Goal of the exercise>
Please return each entry exactly as it appears, but not the pictures.
____________________
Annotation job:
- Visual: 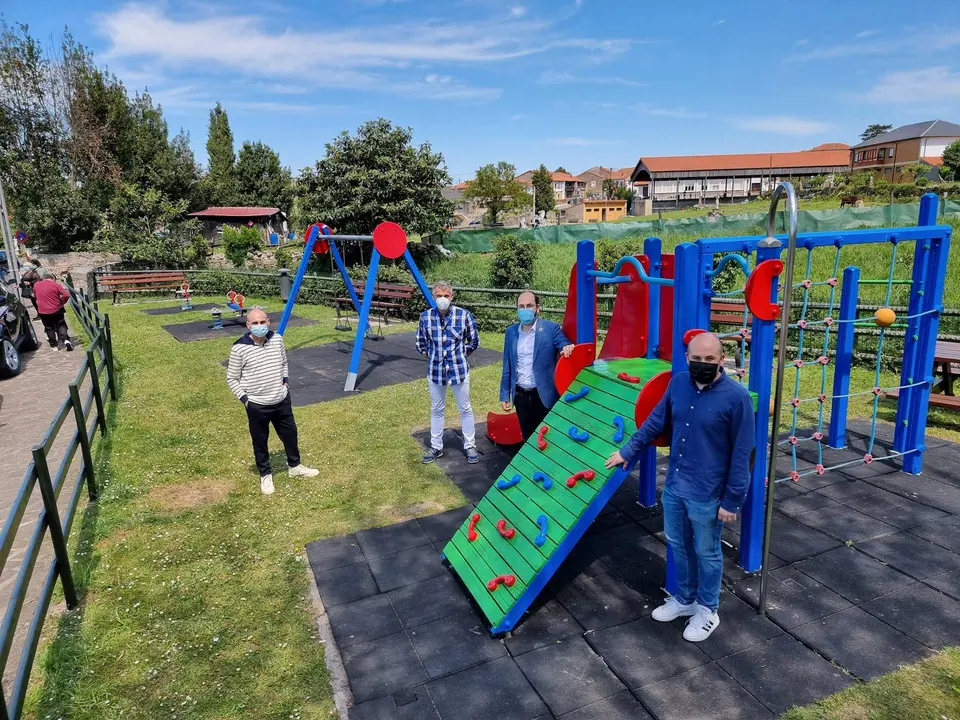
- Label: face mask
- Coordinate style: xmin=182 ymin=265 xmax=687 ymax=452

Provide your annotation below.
____________________
Response area>
Annotation job:
- Visual: 
- Label: face mask
- Coordinate style: xmin=182 ymin=265 xmax=687 ymax=452

Provide your annotation below.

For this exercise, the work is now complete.